Task prompt: In the listing below, find the line containing "[596, 286], one". Write out that line and every line after it to the end, exactly and only those.

Dataset:
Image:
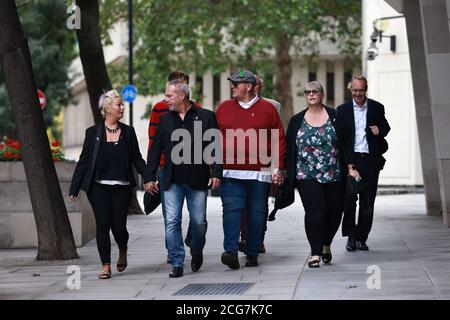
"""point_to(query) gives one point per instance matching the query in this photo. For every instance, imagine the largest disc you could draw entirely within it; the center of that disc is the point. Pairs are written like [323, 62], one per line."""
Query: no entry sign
[42, 99]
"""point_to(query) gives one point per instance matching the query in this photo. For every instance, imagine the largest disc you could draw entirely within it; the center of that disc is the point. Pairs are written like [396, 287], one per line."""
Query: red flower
[15, 145]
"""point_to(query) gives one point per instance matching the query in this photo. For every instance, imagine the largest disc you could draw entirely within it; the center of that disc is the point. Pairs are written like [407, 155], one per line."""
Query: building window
[198, 89]
[347, 93]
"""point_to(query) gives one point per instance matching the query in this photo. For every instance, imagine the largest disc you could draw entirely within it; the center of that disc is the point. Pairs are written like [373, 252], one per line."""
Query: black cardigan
[291, 145]
[85, 169]
[199, 174]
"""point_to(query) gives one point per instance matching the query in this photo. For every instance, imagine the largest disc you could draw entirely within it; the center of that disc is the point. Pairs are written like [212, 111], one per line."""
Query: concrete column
[297, 85]
[422, 101]
[208, 87]
[322, 77]
[303, 70]
[339, 85]
[435, 24]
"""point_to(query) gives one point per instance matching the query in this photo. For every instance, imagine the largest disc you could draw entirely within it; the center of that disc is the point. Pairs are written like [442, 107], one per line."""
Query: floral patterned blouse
[317, 153]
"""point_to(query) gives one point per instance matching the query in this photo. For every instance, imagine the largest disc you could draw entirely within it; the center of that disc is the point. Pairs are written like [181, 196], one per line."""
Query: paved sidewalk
[409, 250]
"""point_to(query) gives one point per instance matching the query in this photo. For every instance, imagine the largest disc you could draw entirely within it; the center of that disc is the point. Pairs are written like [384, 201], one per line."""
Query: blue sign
[129, 93]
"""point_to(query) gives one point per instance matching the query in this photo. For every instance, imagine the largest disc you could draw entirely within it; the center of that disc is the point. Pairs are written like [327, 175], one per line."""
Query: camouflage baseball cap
[243, 76]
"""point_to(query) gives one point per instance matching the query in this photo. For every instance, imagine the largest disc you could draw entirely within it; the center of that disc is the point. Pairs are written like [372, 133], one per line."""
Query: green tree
[263, 35]
[55, 238]
[281, 28]
[52, 49]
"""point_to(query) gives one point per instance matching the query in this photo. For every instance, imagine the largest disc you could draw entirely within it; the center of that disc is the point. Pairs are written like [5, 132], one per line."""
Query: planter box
[17, 225]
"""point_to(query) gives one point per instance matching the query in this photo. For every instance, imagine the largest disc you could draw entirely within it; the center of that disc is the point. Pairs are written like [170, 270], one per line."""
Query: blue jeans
[160, 176]
[196, 203]
[237, 195]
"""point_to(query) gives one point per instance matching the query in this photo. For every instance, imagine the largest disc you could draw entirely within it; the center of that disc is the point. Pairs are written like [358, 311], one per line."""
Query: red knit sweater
[261, 115]
[158, 110]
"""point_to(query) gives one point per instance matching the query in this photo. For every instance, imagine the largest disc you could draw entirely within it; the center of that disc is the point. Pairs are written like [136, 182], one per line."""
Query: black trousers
[244, 219]
[367, 193]
[110, 205]
[323, 204]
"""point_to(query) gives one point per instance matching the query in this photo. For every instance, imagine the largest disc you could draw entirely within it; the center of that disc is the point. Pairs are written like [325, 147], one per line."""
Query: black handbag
[151, 202]
[284, 197]
[352, 186]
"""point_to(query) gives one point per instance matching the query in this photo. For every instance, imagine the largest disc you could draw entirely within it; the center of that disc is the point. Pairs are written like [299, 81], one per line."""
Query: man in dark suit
[364, 128]
[188, 171]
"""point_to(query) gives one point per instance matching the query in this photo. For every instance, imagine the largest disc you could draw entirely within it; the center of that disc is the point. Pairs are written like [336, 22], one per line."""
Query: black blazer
[85, 169]
[199, 174]
[375, 116]
[291, 144]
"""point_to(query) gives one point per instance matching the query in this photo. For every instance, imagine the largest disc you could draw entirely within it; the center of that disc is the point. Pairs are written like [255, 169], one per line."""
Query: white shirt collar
[355, 105]
[247, 105]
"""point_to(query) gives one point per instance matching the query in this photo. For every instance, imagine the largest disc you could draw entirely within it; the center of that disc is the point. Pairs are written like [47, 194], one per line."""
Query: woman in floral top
[316, 169]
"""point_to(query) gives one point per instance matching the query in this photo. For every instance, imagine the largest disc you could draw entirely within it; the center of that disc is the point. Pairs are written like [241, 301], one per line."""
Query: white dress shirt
[360, 114]
[247, 105]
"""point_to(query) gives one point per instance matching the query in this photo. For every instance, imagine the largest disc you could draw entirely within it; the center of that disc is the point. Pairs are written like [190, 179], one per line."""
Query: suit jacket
[85, 169]
[199, 174]
[377, 144]
[291, 144]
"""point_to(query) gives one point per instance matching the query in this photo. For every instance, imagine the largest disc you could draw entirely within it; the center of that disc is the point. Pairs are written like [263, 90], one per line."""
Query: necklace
[112, 130]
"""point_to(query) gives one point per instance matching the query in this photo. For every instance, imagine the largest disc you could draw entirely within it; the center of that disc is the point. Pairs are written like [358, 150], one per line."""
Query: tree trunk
[55, 238]
[91, 55]
[94, 66]
[283, 75]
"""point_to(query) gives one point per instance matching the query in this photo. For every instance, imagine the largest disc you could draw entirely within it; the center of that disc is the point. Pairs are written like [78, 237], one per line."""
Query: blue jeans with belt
[173, 203]
[237, 195]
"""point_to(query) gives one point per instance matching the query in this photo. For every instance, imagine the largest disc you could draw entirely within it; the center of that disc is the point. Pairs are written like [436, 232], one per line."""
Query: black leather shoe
[230, 259]
[251, 261]
[361, 245]
[262, 248]
[196, 262]
[176, 272]
[351, 245]
[326, 257]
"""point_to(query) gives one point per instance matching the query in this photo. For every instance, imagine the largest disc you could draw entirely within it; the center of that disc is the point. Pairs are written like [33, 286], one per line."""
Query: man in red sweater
[254, 149]
[158, 110]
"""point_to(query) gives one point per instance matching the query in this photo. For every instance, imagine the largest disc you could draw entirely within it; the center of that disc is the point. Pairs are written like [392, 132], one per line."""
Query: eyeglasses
[234, 84]
[308, 92]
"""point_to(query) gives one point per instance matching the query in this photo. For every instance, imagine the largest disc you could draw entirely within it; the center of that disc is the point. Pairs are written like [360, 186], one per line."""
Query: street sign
[129, 93]
[42, 99]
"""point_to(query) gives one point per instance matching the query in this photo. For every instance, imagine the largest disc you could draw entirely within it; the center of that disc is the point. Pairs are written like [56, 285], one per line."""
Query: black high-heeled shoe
[326, 257]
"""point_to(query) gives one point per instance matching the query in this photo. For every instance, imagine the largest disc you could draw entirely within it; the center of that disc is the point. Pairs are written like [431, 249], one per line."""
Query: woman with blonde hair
[316, 168]
[104, 172]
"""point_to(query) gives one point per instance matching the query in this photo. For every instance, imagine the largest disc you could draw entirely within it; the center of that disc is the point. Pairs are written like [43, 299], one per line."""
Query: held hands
[278, 176]
[354, 173]
[214, 183]
[152, 187]
[375, 130]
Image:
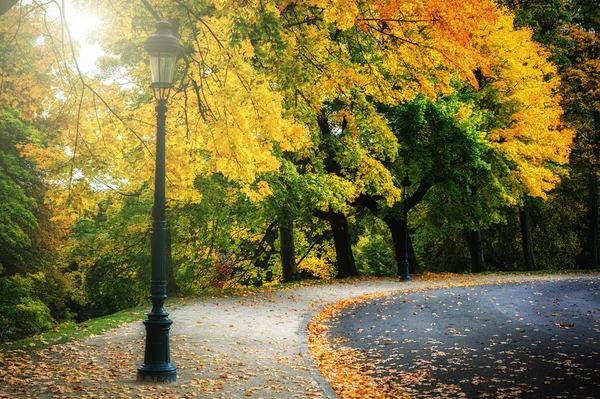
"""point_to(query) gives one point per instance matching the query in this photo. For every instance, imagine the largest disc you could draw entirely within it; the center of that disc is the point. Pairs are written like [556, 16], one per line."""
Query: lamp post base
[405, 270]
[157, 367]
[164, 375]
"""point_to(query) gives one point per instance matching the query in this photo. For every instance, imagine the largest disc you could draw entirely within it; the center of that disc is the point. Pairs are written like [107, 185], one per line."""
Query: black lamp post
[164, 48]
[404, 268]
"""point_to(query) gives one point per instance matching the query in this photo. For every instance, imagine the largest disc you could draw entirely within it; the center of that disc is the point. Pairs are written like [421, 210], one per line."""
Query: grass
[72, 331]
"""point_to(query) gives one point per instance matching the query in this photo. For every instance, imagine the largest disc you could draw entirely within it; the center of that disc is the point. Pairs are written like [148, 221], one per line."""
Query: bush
[22, 315]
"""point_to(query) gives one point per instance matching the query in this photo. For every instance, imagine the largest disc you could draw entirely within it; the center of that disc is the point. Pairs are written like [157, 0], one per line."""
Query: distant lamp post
[164, 48]
[405, 266]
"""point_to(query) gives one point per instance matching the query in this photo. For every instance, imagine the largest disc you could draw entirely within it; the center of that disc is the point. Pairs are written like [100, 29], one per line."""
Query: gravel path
[231, 347]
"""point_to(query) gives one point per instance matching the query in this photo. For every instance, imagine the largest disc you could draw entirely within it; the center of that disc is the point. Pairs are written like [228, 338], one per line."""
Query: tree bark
[593, 221]
[286, 248]
[341, 240]
[476, 251]
[525, 219]
[397, 230]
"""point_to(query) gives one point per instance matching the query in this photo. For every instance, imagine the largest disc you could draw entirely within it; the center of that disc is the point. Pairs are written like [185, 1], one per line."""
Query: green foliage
[18, 206]
[374, 250]
[109, 256]
[20, 314]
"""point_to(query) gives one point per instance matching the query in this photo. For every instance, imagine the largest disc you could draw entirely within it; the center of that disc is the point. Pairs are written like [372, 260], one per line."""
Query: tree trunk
[397, 230]
[286, 247]
[476, 251]
[172, 287]
[593, 221]
[525, 218]
[341, 240]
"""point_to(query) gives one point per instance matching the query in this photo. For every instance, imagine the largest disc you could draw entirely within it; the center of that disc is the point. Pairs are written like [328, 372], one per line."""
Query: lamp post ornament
[163, 48]
[405, 266]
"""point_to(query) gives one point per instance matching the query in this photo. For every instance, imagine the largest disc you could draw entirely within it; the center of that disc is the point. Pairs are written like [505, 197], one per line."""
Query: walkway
[232, 347]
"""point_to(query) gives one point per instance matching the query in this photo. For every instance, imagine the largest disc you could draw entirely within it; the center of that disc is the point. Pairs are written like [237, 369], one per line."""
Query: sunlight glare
[82, 26]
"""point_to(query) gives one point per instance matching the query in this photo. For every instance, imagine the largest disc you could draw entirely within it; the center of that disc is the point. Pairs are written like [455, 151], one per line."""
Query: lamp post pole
[163, 48]
[405, 267]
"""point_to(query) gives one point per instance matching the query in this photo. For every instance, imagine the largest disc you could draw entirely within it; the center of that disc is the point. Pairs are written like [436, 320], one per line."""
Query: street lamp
[163, 48]
[404, 268]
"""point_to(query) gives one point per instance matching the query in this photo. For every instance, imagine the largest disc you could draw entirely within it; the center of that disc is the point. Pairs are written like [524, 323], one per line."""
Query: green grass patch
[72, 331]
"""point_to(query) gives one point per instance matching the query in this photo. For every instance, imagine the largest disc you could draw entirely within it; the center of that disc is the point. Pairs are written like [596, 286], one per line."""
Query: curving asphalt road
[537, 339]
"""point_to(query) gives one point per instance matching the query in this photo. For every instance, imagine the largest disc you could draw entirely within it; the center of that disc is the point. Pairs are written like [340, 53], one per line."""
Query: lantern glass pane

Worked answer:
"""point_to(query) gives one point per instance matching the query in this photo. For every instance, imagine the largest disc you could draw entirely within it; the center of that disc is the point. Pairs are written like [596, 286], one per line."""
Query: curving asphalt road
[537, 339]
"""point_to(query) gives one point per instance matching the query in this photo. For every instance, imagine the largest disc you could draw entirely within it; the center of that disc is the point. Pairs are written like [340, 53], one per line."""
Query: lantern glass pane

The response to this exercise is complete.